Start of Block

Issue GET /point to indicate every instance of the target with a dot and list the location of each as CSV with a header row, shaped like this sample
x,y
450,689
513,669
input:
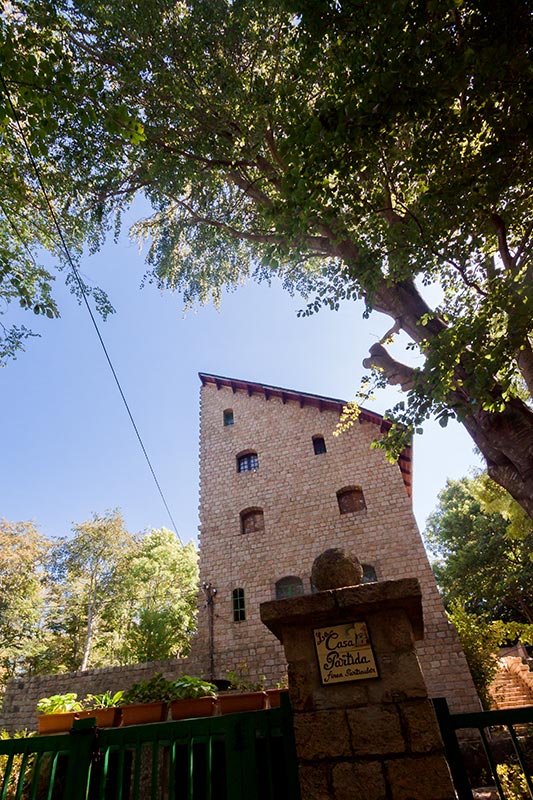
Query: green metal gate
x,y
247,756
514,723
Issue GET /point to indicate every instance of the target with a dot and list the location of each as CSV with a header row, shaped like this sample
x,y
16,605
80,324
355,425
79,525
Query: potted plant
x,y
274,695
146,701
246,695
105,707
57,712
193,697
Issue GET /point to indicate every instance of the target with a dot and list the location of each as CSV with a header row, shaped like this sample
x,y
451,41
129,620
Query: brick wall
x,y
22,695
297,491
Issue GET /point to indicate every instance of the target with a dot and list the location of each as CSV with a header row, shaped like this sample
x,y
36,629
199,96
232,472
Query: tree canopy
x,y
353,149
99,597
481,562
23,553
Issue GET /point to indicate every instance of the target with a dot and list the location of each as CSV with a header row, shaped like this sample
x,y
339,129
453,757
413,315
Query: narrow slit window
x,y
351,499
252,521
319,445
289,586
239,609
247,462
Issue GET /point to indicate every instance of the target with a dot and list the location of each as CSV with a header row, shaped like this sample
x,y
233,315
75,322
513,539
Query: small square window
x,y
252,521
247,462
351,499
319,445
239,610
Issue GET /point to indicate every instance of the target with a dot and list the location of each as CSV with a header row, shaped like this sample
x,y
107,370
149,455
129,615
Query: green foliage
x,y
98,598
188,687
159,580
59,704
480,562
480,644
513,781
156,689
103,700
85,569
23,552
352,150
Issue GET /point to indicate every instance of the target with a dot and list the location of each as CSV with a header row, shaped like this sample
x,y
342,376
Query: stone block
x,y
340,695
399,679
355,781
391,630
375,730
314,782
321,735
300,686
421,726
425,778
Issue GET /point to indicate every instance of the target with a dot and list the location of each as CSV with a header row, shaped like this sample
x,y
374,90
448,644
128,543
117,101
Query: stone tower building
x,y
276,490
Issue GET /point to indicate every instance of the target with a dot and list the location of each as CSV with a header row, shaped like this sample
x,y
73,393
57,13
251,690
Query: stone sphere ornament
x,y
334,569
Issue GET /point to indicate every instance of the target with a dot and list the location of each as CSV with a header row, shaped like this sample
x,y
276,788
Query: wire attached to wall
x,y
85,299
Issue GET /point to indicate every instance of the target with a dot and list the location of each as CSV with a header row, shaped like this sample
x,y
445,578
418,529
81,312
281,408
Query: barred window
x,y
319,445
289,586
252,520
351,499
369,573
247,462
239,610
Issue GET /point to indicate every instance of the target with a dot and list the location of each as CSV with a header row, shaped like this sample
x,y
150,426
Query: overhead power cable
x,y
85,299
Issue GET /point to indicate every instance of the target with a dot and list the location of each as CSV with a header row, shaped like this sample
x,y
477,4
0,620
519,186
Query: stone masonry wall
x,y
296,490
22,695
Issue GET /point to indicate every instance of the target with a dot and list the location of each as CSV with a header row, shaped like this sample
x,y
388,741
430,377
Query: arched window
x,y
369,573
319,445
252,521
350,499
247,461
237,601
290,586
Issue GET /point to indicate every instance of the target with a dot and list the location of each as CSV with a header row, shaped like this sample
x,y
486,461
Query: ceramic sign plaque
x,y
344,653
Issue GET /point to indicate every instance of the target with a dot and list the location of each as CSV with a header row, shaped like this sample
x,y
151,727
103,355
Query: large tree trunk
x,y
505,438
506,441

End of Block

__Problem requirements__.
Return every entry above word for word, leaving pictures out.

__Result__.
Issue GET /point to indicate every instance of the target with a dot and list the location of each as CSV with a header row, shaped like this sample
x,y
450,689
513,669
input:
Query: green metal gate
x,y
247,756
514,723
Issue GET /point to indicate every instance of the target with a dot and list the location of each as CSV with a header row, shaped like this sample
x,y
16,605
80,324
355,425
79,525
Query: potted plant
x,y
274,695
146,701
246,695
105,707
57,712
193,697
Issue GET /point to indicate every instance of the target with a dot and list the location of each as CSV with a header row, shaped like this sample
x,y
451,41
129,620
Query: brick wall
x,y
22,695
297,491
Issue GET /point to indicate every instance of the target with a dot and list the location of each as CSV with a header row, shaped like this sample
x,y
36,629
199,96
232,472
Query: tree canopy
x,y
353,149
99,597
481,562
23,553
Issue GET /point to indicate every instance of the target with a dot and list the location of each as CSV with a header row, shaped like this sample
x,y
339,129
453,757
413,315
Query: narrow slit window
x,y
351,499
252,521
319,445
289,586
239,609
247,462
Issue GET /point to indicate every instance of the target with a dot and list the location of each as CSV with a header row, shaped like this sample
x,y
233,315
75,322
513,539
Query: small square window
x,y
252,521
247,462
351,499
319,445
239,610
Issue GET /point to indicate every instance of the target with a dot and list the location of each as CSV with a header row, shaped like this sample
x,y
107,370
149,455
129,615
Query: green foliage
x,y
98,598
188,687
159,580
59,704
480,562
480,644
513,781
156,689
103,700
85,569
23,552
352,150
Issue GET /point to indicate every instance of the target with a dot and list the location of each as CSV with a header row, shaped like this sample
x,y
342,376
Query: stone block
x,y
340,695
399,679
355,781
391,630
375,730
314,782
321,735
300,686
421,726
425,778
Issue GET /point to indicate every instance of the target with a dot and list the location of each as CSV with a header row, shaped like this sample
x,y
374,90
448,644
128,543
117,101
Query: stone tower building
x,y
276,490
Issue GET /point to indicate every instance of the target with a dot and list the location of each as CSV with a header row, shaped like this sample
x,y
73,393
57,13
251,690
Query: stone sphere ornament
x,y
334,569
Issue GET /point to indicate every instance of the target with a dot and list the location of each as CSV with a header row, shaped like this sample
x,y
276,788
Query: wire attached to wall
x,y
85,299
Issue GET /point to indicate every instance of the target with a dot and list the location of each as CSV with a header row, shaped like this sample
x,y
445,578
418,529
81,312
281,408
Query: barred window
x,y
319,445
289,586
252,520
351,499
369,573
247,462
239,610
Issue GET /point to indicate every instance of the target with a dot and list the location of each as CSV with a header row, shaped like this sample
x,y
150,426
Query: overhead power cable
x,y
85,299
Issue GET /point to indicate every instance of the target with a dot and list the location of each as CSV with a header row, shaped like this sample
x,y
477,4
0,620
519,186
Query: stone masonry wall
x,y
296,490
22,695
Issue GET /point to indicate every instance of the target with a dot and list the location of each as CSV with a header row, shaped like this sample
x,y
388,741
430,377
Query: arched window
x,y
369,573
319,445
252,521
350,499
247,461
237,601
290,586
Issue GET /point to indicate every instance of the target with a dot and list the location of each as CSV with a header row, shaped like this sample
x,y
486,461
Query: ceramic sign plaque
x,y
344,653
Issue GET /point to indicate every instance of the target with a dot and list the location of each as CSV with a header row, shaped like this sample
x,y
151,727
103,355
Query: large tree trunk
x,y
505,438
506,441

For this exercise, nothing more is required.